Work to do: Render every line of the entries below as a Markdown table with two columns: Row, holding the row number, and Text, holding the line. Skip blank lines, and leave the pictures out.

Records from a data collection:
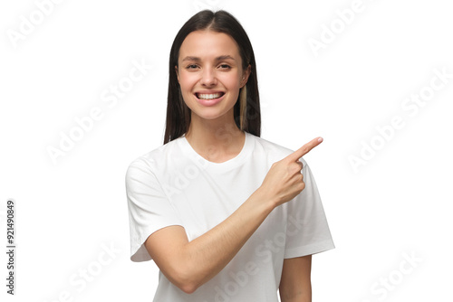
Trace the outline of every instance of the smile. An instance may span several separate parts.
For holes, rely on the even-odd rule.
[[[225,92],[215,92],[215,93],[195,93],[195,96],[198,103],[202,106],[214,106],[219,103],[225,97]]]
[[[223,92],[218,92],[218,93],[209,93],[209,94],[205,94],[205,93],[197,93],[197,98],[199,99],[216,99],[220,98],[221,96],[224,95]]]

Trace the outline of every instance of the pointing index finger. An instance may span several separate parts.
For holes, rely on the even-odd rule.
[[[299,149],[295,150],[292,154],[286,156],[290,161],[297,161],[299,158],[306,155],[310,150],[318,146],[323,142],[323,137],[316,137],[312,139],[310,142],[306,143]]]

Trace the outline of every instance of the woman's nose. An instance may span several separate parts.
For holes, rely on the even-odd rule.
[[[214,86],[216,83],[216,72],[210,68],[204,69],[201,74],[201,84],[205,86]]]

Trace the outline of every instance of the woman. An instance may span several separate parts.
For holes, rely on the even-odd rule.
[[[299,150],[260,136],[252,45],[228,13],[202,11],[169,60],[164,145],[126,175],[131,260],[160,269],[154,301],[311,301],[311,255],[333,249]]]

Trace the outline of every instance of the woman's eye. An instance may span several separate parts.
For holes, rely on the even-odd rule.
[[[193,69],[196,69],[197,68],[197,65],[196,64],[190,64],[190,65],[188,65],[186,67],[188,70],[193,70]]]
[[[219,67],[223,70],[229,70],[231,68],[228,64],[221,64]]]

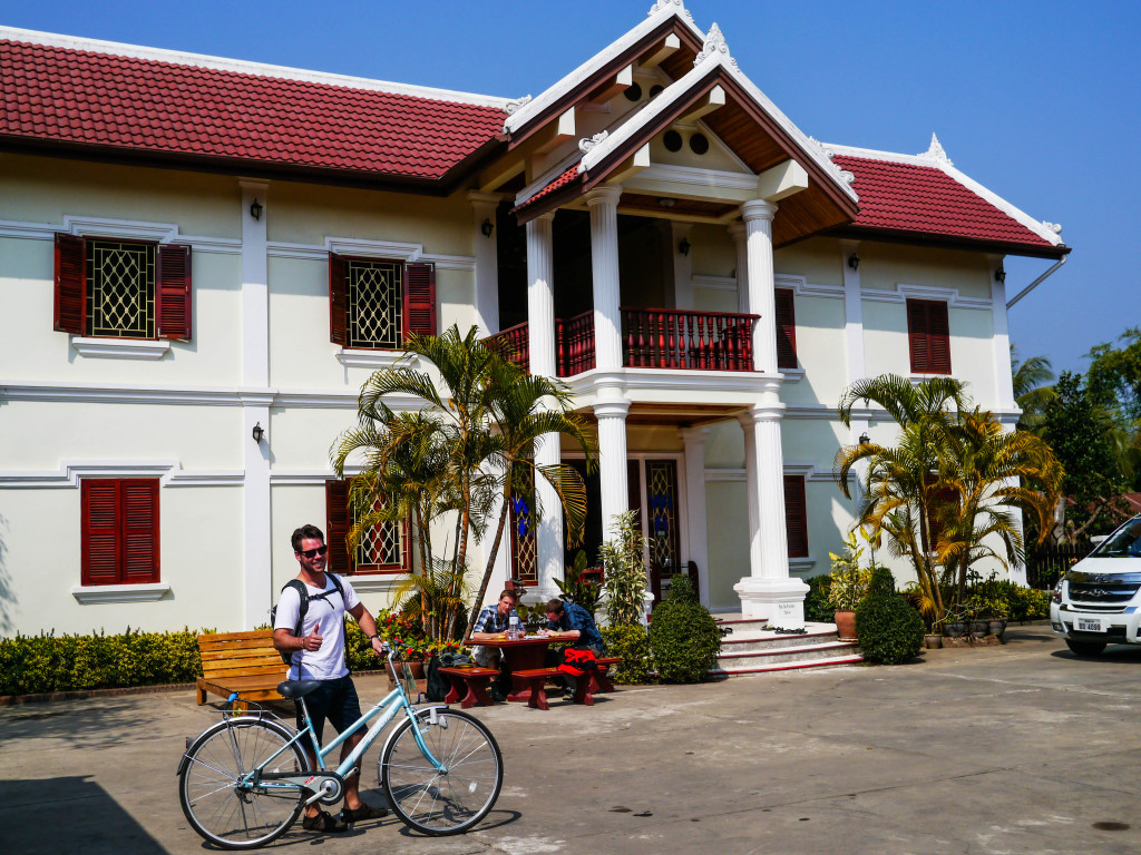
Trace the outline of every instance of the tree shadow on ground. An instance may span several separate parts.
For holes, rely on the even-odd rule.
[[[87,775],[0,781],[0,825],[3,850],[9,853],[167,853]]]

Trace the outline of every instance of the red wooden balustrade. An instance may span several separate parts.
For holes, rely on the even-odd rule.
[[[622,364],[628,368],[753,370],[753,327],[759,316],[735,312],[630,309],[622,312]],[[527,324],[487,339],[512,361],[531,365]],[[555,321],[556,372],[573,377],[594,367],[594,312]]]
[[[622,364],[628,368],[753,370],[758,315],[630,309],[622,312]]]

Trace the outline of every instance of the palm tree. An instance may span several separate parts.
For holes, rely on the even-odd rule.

Reply to the task:
| Row | Text |
|---|---|
| 1 | Trace the outline of every instance of the smile. An instance may span several separate parts. |
| 2 | For holes, rely on the even-odd rule. |
| 3 | [[[225,92],[215,92],[215,93],[195,93],[195,96],[198,103],[202,106],[214,106],[219,103],[225,97]]] |
| 4 | [[[223,92],[218,92],[218,93],[209,93],[209,94],[205,94],[205,93],[197,93],[197,98],[199,99],[216,99],[220,98],[221,96],[224,95]]] |
| 5 | Trace the outline of every instance of the pointing index finger. An instance may span several separate parts. |
| 6 | For holes, rely on the even-odd rule. |
| 7 | [[[299,149],[295,150],[292,154],[286,156],[290,161],[297,161],[299,158],[306,155],[310,150],[318,146],[323,142],[323,137],[316,137],[312,139],[310,142],[306,143]]] |
| 8 | Trace the outline of every instance of the woman's nose. An instance may span several separate parts. |
| 9 | For holes, rely on the even-odd rule. |
| 10 | [[[214,86],[216,83],[216,72],[210,68],[204,69],[201,74],[201,84],[205,86]]] |
| 11 | Trace the outline of every instance of the woman. An instance may span several separate parts. |
| 12 | For holes, rely on the even-odd rule. |
| 13 | [[[299,150],[260,136],[252,45],[228,13],[202,11],[169,60],[164,145],[126,175],[131,260],[160,269],[154,301],[311,301],[311,255],[333,249]]] |
| 14 | Trace the outline of every instance of the woman's eye. An instance may span several separate parts. |
| 15 | For holes, rely on the even-odd rule. |
| 16 | [[[193,69],[196,69],[197,68],[197,65],[196,64],[190,64],[190,65],[188,65],[186,67],[188,70],[193,70]]] |
| 17 | [[[219,67],[223,70],[229,70],[231,68],[228,64],[221,64]]] |
| 18 | Trace the outline of every instance of the tree shadow on ground. An instance may span several separate parts. |
| 19 | For holes, rely on the even-odd rule. |
| 20 | [[[87,775],[0,781],[0,825],[3,850],[9,853],[167,853]]] |
| 21 | Trace the outline of every instance of the red wooden balustrade. An instance may span several separate parts. |
| 22 | For holes, rely on the even-odd rule. |
| 23 | [[[622,364],[628,368],[753,370],[753,327],[759,316],[735,312],[630,309],[622,312]],[[527,324],[487,339],[512,361],[531,365]],[[555,321],[556,372],[573,377],[594,367],[594,312]]] |
| 24 | [[[622,364],[628,368],[753,370],[758,315],[630,309],[622,312]]] |
| 25 | Trace the outline of every instance of the palm tree. An instance may span several separate parts. |
| 26 | For holes, rely on the even-odd rule. |